START Data for this task

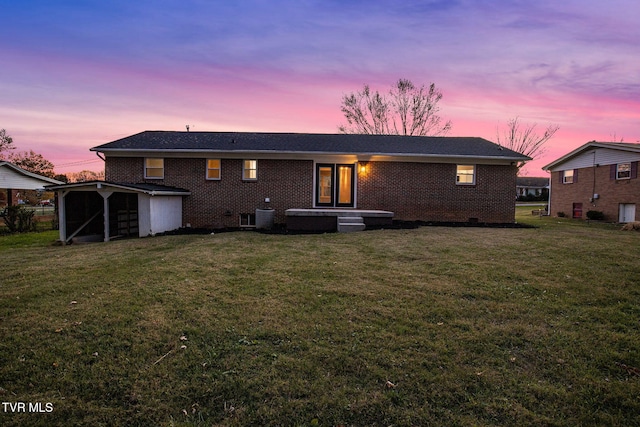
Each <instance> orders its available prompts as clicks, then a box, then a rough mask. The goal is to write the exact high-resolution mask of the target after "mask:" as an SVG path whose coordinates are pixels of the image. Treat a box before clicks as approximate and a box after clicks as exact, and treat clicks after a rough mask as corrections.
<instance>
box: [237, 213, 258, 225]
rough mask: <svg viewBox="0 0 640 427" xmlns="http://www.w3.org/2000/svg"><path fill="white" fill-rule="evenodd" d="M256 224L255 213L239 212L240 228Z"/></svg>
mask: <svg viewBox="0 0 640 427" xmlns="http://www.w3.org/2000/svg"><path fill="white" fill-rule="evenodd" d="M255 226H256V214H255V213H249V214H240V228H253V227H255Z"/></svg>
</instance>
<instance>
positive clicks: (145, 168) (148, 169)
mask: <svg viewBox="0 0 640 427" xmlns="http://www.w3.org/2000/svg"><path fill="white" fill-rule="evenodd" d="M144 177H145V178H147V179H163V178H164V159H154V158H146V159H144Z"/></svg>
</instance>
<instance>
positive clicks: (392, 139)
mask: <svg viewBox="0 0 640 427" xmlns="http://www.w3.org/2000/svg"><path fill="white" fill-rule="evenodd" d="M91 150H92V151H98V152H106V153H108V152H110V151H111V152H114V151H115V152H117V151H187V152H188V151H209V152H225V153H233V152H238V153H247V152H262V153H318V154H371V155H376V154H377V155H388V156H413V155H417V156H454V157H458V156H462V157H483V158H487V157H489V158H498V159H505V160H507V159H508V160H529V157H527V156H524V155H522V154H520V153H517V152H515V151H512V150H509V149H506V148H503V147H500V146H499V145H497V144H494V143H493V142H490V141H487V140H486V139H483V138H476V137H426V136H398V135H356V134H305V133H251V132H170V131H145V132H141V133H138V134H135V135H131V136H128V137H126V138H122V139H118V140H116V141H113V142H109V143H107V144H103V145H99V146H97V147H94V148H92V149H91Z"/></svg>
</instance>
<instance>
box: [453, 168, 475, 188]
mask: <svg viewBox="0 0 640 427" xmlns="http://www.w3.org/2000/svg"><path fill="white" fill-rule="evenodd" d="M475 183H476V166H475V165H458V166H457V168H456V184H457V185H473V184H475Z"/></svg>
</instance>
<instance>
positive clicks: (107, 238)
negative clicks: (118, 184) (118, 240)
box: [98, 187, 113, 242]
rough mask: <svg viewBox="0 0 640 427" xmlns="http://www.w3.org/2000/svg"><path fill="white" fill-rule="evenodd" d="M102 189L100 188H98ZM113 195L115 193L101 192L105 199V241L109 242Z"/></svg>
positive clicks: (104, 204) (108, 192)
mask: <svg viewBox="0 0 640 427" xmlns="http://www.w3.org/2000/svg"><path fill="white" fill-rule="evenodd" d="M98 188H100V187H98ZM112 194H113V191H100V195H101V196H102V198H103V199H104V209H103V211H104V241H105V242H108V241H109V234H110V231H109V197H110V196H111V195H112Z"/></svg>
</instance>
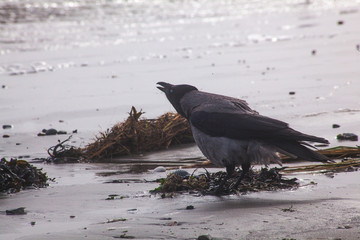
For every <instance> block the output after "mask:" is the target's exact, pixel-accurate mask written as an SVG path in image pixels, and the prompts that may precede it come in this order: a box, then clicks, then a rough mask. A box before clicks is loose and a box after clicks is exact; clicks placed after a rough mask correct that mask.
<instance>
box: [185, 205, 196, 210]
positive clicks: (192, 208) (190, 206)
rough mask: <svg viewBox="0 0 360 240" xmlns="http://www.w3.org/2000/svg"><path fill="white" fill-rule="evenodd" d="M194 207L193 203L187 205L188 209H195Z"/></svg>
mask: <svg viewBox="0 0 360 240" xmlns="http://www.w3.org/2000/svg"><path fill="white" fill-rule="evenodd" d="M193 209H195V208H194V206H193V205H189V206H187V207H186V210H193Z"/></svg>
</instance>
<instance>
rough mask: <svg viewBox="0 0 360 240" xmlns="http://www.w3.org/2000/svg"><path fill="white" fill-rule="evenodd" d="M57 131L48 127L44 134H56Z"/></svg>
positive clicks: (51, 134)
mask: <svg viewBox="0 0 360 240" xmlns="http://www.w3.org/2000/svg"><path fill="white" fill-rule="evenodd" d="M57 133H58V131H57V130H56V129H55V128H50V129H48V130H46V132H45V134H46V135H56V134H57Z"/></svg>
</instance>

END Data for this task

### What the task requires
Among the lines of the listing above, which ones contain the word "before"? Show them.

### Answer
Each <instance> orders its available prompts as clicks, then a box, then a rough mask. The goal is to write the exact high-resolution mask of the target after "mask:" as an SVG path whose coordinates are pixels of the image. Treat a box before clicks as approximate and a box after clicks as exact, and treat clicks after a rough mask as corrections.
For every <instance> block the output after "mask:" is the target's exact, pixel-accurate mask written as an SVG path in image pixels, and the prompts that may precede it come in this order: a box, then clicks, then a rough mask. A box before clicks is loose and a box after clicks is exact; clicks placed after a rough mask correct that mask.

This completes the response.